Is the Response to Climate Change a War? Yes. And No.

By November 2, 2021November 15th, 2021No Comments

As I write this, the 26th United Nations Climate Change Conference of the Parties – COP 26 for short – is about to convene in Glasgow Scotland.  It opens on October 31 and ends on November 12.  Before 1995 when COP 1 was convened we already knew that planetary warming and resulting climate change was a threat that we must address. Yet, the developed nations of the world, those responsible for this problem, frittered away thirty years during which more moderately paced actions could have been taken.

As a result, a forty-year window has shrunk to ten if we are to make the kinds of changes needed to avoid levels of warming that we do not want to see.  The latest report from the Intergovernmental Panel on Climate Change makes that starkly clear, as reported in a recent New York Times article.  With a sense of urgency and focused action, we have every reason to believe our efforts will not only prevent the worst, but they will also yield exceptionally positive results, regenerating a better social, economic, and environmental future for all.

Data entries
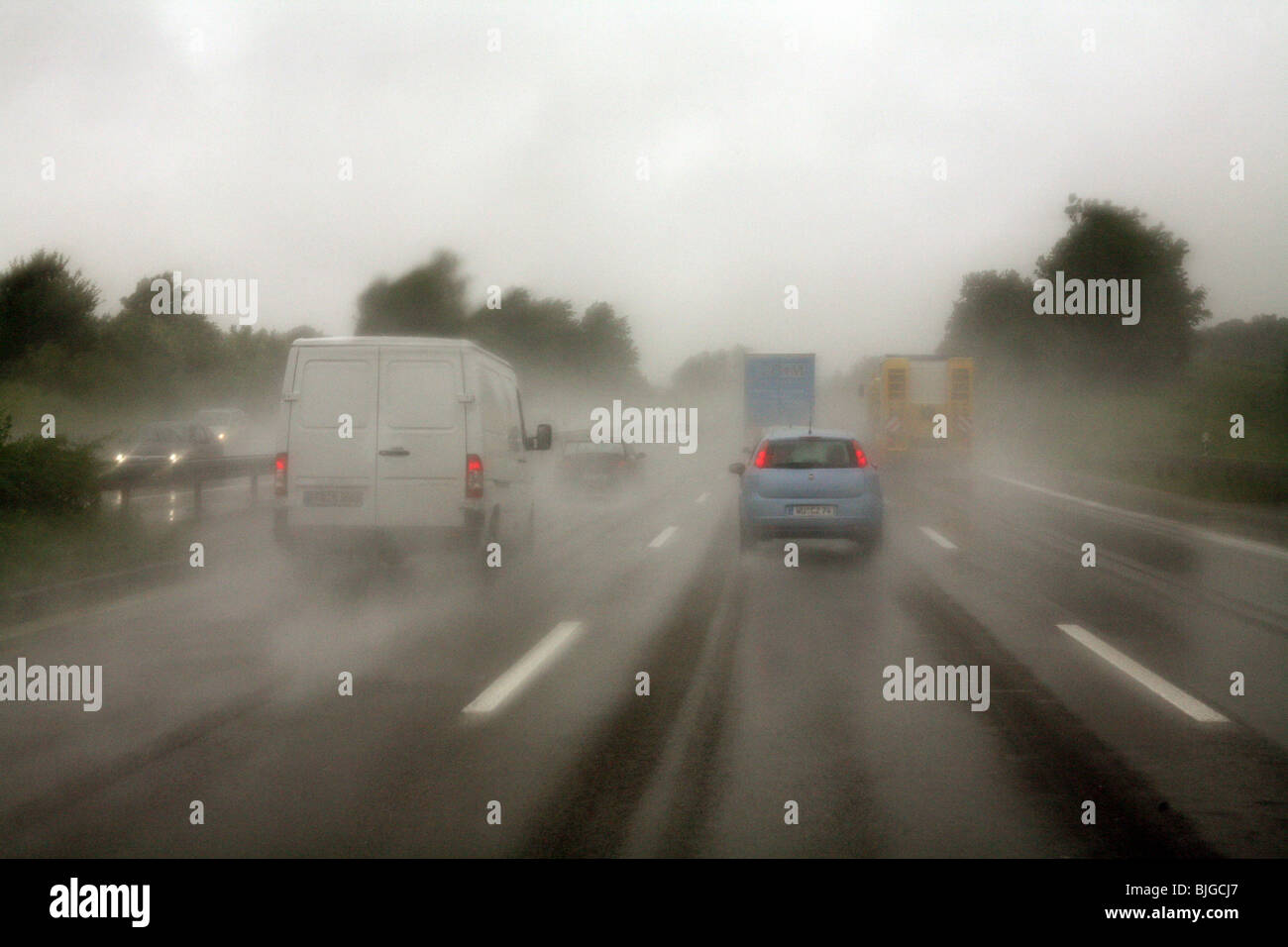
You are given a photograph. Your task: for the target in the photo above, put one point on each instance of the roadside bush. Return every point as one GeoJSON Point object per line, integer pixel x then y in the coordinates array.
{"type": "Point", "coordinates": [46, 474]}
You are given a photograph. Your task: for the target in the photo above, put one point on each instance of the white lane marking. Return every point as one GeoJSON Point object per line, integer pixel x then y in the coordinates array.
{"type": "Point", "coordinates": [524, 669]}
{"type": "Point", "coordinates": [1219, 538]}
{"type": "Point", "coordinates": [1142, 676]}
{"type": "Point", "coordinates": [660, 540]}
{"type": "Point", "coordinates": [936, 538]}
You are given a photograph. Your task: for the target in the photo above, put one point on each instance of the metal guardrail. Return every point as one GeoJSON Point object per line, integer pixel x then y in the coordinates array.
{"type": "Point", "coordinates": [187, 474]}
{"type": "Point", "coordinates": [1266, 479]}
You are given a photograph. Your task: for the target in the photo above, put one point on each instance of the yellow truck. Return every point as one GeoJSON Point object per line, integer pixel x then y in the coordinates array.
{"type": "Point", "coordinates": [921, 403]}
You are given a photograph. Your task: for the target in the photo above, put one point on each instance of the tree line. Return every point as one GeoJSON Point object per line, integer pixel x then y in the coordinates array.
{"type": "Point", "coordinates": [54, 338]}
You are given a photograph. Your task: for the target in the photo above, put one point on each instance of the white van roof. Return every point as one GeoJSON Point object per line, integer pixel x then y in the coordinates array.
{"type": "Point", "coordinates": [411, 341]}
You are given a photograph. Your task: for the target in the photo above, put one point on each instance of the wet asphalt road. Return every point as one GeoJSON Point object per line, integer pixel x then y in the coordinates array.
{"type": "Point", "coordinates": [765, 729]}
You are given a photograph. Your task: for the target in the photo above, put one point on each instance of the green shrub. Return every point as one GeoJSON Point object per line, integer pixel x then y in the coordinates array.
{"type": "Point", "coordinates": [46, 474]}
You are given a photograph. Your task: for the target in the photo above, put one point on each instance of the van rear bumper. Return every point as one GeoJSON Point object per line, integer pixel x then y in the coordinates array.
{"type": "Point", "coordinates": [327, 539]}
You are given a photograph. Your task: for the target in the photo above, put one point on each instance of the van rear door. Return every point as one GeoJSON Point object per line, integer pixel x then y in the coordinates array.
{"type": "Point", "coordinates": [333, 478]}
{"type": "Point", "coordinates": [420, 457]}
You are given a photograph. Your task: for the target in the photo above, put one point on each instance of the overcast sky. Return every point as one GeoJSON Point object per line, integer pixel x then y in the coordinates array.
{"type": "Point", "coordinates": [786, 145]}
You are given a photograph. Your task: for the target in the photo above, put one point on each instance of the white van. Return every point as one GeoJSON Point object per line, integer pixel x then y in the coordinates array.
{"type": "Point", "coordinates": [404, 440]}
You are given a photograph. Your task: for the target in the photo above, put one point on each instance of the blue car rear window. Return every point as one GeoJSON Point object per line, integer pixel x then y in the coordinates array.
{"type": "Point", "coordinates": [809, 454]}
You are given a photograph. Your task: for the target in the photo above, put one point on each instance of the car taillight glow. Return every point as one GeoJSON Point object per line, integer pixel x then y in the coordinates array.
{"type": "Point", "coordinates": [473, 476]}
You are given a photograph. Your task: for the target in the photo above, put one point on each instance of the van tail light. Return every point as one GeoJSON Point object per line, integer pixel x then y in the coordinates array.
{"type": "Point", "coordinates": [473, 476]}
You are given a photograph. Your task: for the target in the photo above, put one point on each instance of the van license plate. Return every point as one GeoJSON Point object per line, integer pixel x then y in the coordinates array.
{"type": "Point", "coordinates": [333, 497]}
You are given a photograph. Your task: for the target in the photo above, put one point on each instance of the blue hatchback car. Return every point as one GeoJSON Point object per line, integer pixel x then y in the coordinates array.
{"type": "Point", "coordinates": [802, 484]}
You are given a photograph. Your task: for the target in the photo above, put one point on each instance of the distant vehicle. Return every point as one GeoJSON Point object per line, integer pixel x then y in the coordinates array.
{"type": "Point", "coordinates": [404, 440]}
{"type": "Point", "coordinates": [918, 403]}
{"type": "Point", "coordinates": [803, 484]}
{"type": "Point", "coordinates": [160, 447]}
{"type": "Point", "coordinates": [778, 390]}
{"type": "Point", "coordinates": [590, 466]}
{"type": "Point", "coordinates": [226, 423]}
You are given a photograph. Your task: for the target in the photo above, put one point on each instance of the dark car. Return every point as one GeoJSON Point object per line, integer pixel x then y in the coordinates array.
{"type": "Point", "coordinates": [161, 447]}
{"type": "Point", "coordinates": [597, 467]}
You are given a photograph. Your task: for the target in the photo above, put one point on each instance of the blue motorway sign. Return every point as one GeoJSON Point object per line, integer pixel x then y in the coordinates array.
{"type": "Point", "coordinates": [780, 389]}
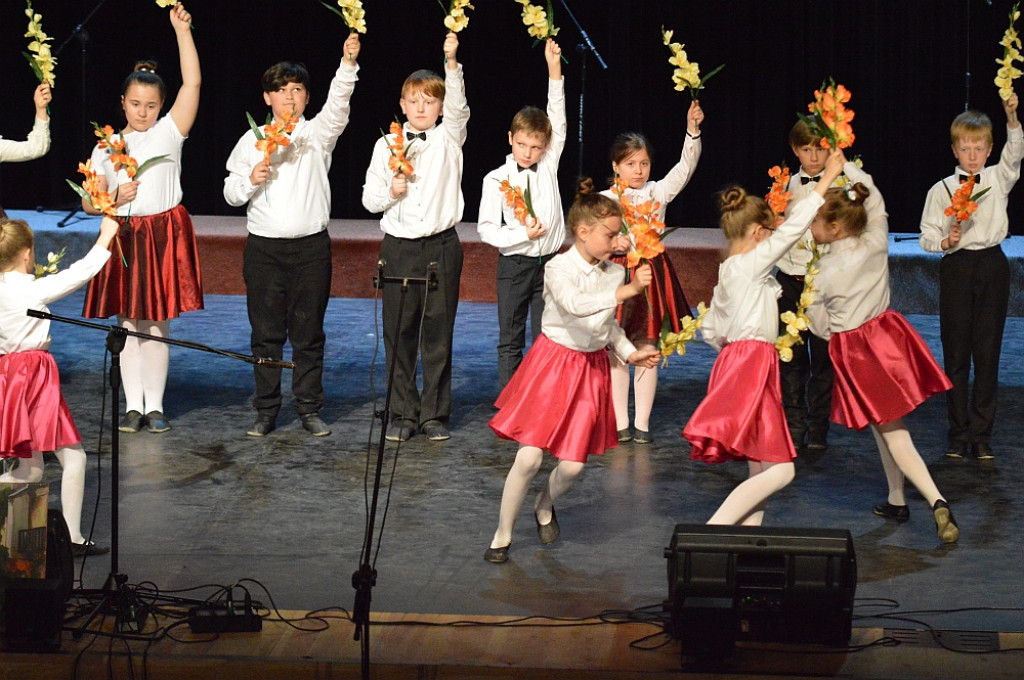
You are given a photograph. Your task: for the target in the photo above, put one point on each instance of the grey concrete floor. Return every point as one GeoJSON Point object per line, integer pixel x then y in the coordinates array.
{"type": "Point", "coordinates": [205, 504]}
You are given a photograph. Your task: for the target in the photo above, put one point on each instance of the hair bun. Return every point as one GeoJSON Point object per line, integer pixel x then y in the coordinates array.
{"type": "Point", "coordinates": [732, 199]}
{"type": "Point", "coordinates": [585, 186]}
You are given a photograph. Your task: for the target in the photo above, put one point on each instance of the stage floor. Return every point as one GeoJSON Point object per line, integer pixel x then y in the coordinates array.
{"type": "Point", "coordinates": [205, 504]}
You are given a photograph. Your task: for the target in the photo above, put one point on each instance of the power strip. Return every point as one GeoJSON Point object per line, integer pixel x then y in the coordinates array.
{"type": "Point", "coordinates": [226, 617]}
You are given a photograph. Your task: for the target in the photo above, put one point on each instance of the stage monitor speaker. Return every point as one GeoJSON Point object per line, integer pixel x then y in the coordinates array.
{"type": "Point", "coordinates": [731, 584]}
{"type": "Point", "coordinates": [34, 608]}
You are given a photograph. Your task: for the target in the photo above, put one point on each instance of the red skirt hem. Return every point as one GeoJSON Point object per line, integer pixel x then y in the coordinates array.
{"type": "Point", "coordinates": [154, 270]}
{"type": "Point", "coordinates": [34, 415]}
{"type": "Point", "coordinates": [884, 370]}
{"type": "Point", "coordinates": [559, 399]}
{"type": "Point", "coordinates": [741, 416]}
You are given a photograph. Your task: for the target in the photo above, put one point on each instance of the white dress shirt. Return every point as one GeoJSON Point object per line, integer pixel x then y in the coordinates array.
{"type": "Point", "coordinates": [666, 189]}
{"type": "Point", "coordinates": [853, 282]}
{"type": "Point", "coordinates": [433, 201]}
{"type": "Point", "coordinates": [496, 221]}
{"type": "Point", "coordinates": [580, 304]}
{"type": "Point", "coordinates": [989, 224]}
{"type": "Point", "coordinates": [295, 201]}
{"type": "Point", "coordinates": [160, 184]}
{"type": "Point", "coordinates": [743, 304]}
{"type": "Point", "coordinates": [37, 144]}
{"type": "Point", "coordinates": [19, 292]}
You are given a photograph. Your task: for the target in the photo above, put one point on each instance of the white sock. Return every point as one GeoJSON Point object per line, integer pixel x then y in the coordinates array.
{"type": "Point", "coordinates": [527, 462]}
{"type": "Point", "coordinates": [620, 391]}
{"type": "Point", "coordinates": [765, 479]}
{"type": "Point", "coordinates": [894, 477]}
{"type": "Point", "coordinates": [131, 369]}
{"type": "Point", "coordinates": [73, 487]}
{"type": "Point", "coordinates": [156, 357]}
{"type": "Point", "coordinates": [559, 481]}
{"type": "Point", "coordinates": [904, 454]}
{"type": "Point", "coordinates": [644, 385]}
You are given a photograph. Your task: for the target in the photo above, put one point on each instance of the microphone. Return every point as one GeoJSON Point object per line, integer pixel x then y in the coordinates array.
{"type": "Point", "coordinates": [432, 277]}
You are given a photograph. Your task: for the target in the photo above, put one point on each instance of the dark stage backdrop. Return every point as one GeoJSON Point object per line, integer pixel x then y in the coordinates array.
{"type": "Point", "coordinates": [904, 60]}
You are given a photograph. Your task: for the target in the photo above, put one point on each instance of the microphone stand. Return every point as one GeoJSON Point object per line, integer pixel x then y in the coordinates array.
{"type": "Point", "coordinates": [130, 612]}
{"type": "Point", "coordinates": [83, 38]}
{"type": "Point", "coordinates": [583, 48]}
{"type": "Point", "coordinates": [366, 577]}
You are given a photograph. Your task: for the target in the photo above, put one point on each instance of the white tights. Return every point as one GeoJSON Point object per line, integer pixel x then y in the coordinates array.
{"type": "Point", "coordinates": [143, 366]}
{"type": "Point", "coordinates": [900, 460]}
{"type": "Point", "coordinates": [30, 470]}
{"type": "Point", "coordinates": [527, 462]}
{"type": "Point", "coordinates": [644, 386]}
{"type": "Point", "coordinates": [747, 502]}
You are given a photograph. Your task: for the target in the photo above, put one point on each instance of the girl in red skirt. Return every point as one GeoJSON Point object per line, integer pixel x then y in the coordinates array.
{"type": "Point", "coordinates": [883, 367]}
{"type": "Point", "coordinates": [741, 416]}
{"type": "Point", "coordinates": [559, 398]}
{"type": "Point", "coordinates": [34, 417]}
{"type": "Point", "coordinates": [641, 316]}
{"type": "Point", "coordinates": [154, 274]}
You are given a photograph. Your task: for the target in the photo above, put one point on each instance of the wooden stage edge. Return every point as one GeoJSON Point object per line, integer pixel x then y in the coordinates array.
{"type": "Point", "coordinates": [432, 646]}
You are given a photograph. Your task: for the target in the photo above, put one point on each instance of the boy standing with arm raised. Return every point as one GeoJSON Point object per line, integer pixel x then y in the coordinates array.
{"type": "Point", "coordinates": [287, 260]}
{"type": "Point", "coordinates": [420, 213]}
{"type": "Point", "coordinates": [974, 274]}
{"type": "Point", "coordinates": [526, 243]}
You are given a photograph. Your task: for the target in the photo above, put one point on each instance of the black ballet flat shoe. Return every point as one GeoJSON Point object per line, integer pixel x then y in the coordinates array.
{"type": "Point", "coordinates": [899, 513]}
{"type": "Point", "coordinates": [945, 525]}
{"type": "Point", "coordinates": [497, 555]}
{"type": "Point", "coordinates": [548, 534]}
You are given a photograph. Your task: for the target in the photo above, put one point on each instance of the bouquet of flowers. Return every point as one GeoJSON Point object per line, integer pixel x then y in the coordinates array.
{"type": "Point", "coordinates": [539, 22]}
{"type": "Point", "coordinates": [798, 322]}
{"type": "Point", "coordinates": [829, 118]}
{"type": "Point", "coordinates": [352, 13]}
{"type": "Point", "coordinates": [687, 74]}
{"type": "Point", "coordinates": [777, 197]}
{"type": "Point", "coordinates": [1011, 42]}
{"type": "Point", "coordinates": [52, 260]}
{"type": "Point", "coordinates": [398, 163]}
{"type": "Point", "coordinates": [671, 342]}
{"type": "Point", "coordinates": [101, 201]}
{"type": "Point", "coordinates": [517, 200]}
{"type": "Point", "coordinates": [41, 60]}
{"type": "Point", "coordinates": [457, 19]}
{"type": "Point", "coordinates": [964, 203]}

* AIM:
Can you output the stretch of the climate change essay from "As a result, a" through "future for all.", copied word for word?

* SOLUTION TO THIS PROBLEM:
As a result, a forty-year window has shrunk to ten if we are to make the kinds of changes needed to avoid levels of warming that we do not want to see.  The latest report from the Intergovernmental Panel on Climate Change makes that starkly clear, as reported in a recent New York Times article.  With a sense of urgency and focused action, we have every reason to believe our efforts will not only prevent the worst, but they will also yield exceptionally positive results, regenerating a better social, economic, and environmental future for all.